====== Data

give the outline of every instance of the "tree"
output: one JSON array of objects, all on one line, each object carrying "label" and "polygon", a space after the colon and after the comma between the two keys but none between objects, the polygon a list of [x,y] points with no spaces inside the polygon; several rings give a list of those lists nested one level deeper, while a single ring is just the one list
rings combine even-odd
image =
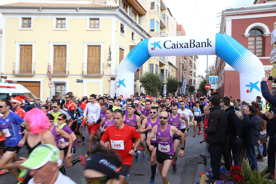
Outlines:
[{"label": "tree", "polygon": [[205,94],[206,93],[206,90],[205,88],[205,84],[207,83],[207,81],[206,80],[206,79],[204,79],[201,82],[200,82],[200,84],[199,84],[199,89],[198,90],[201,92]]},{"label": "tree", "polygon": [[[205,74],[207,73],[207,71],[205,69],[204,71],[204,73]],[[208,67],[208,76],[209,76],[213,75],[216,75],[217,73],[216,73],[216,64],[213,64],[212,65],[210,65]]]},{"label": "tree", "polygon": [[170,94],[174,93],[178,88],[178,81],[170,77],[167,78],[167,91]]},{"label": "tree", "polygon": [[164,85],[159,75],[147,72],[140,79],[142,86],[147,93],[156,95]]},{"label": "tree", "polygon": [[195,90],[195,87],[194,86],[189,86],[189,92],[190,93],[194,93]]}]

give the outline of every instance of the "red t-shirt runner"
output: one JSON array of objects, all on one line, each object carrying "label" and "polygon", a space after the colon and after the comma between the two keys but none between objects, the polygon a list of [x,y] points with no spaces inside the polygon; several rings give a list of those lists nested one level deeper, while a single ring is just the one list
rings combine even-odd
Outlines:
[{"label": "red t-shirt runner", "polygon": [[105,129],[101,140],[105,142],[109,141],[110,148],[116,151],[123,160],[122,165],[131,166],[133,156],[128,152],[133,148],[132,138],[138,140],[140,134],[128,125],[125,124],[124,128],[118,129],[115,125],[112,125]]}]

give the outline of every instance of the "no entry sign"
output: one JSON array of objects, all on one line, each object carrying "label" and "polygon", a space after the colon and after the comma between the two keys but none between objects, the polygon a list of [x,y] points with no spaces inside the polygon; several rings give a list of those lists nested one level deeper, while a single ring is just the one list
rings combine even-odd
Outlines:
[{"label": "no entry sign", "polygon": [[205,84],[205,86],[204,87],[205,87],[205,89],[207,90],[209,90],[211,88],[211,84]]}]

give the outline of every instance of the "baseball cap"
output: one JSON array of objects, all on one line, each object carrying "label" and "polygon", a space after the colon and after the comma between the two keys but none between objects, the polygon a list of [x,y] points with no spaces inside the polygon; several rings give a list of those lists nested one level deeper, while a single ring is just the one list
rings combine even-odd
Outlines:
[{"label": "baseball cap", "polygon": [[50,144],[41,144],[37,147],[31,153],[29,158],[20,165],[30,169],[40,168],[49,161],[57,162],[58,166],[61,165],[59,150]]}]

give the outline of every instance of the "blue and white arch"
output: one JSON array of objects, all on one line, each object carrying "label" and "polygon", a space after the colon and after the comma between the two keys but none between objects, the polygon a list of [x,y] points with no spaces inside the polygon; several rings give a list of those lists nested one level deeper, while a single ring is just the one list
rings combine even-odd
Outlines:
[{"label": "blue and white arch", "polygon": [[133,94],[134,72],[151,56],[215,55],[240,73],[241,98],[249,102],[261,96],[260,83],[265,75],[262,62],[234,38],[220,33],[151,38],[141,41],[118,67],[117,96],[122,95],[125,99]]}]

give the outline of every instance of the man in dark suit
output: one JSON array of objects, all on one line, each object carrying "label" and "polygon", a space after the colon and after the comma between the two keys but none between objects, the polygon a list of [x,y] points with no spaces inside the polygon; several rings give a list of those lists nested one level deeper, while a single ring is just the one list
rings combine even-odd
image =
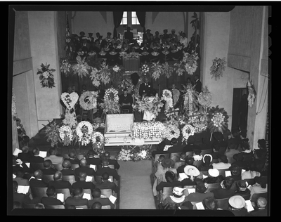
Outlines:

============

§ **Aim of the exercise**:
Convert every line of the records above into a Markdown table with the columns "Row" and "Line", numbering the rows and omitting blank lines. Leave the pictures out of the table.

§ **Correct result**:
| Row | Line |
|---|---|
| 1 | give the outline of every instance of the "tree" |
| 2 | output: one JSON array of objects, all on one line, each object carrying "label" and "polygon", a space after the colon and after the comma between the two keys but none between objects, the polygon a list of [x,y] points with no spaces inside the polygon; several rings give a list of those lists nested one level deeper, while a single ring is just the one list |
| 3 | rings combine even-odd |
| 4 | image = |
| 5 | Outlines: |
| 6 | [{"label": "tree", "polygon": [[205,94],[206,93],[206,90],[205,88],[205,84],[207,83],[207,81],[206,80],[206,79],[204,79],[201,82],[200,82],[200,84],[199,84],[199,89],[198,90],[201,92]]},{"label": "tree", "polygon": [[[205,74],[207,73],[207,71],[205,69],[204,71],[204,73]],[[208,67],[208,76],[209,76],[213,75],[216,75],[217,73],[216,73],[216,64],[213,64],[212,65],[210,65]]]},{"label": "tree", "polygon": [[170,94],[174,93],[178,88],[178,81],[170,77],[167,78],[167,91]]},{"label": "tree", "polygon": [[164,85],[159,75],[147,72],[140,79],[142,86],[147,93],[156,95]]},{"label": "tree", "polygon": [[195,90],[195,87],[194,86],[189,86],[189,92],[190,93],[194,93]]}] |
| 7 | give the outline of every instance of the "red t-shirt runner" |
| 8 | output: one JSON array of objects, all on one line, each object carrying "label" and "polygon", a space after the colon and after the comma between the two keys but none between objects, the polygon a list of [x,y] points with no spaces inside the polygon; several rings give a list of those lists nested one level deeper, while a single ring is just the one list |
| 9 | rings combine even-odd |
| 10 | Outlines: |
| 11 | [{"label": "red t-shirt runner", "polygon": [[105,129],[101,140],[105,142],[109,141],[110,148],[116,151],[123,160],[122,165],[131,166],[133,156],[128,152],[133,148],[132,138],[138,140],[140,134],[128,125],[125,124],[124,128],[118,129],[115,125],[112,125]]}] |
| 12 | give the outline of every instance of the "no entry sign" |
| 13 | output: one JSON array of objects, all on one line, each object carrying "label" and "polygon", a space after the colon and after the comma between the two keys but none between objects, the polygon a list of [x,y] points with no spaces inside the polygon; several rings give a list of those lists nested one level deeper, while a single ring is just the one list |
| 14 | rings combine even-odd |
| 15 | Outlines: |
| 16 | [{"label": "no entry sign", "polygon": [[205,84],[205,86],[204,87],[205,87],[205,89],[207,90],[209,90],[211,88],[211,84]]}] |
| 17 | give the outline of every instance of the "baseball cap" |
| 18 | output: one JSON array of objects, all on one line, each object carrying "label" and "polygon", a space after the colon and after the comma between the two keys but none between objects, the polygon a list of [x,y] points with no spaces inside the polygon; several rings give a list of those lists nested one level deeper, while a single ring is just the one list |
| 19 | rings combine even-odd |
| 20 | Outlines: |
| 21 | [{"label": "baseball cap", "polygon": [[50,144],[41,144],[37,147],[31,153],[29,158],[20,165],[30,169],[40,168],[49,161],[57,162],[58,166],[61,165],[59,150]]}] |
| 22 | give the outline of every instance of the "blue and white arch" |
| 23 | output: one JSON array of objects, all on one line, each object carrying "label" and "polygon", a space after the colon and after the comma between the two keys but none between objects, the polygon a list of [x,y] points with no spaces inside the polygon; several rings give a list of those lists nested one level deeper, while a single ring is just the one list |
| 24 | rings combine even-odd |
| 25 | Outlines: |
| 26 | [{"label": "blue and white arch", "polygon": [[133,94],[134,72],[151,56],[215,55],[240,73],[241,98],[249,102],[261,96],[260,83],[265,75],[262,62],[234,38],[220,33],[151,38],[141,41],[118,67],[117,96],[122,95],[125,99]]}] |
| 27 | give the outline of every instance of the man in dark suit |
| 28 | output: one JSON array of objects, all on one line, each object carrying "label" and "polygon", a space after the colon and after the comma between the two keys but none between objects, the polygon a list of [x,y] points with no spaces inside the polygon; several rings give a list of those lists nested one level deeper, while a single ring is just the one list |
| 29 | rings combine even-odd |
| 30 | image = |
| 31 | Outlines: |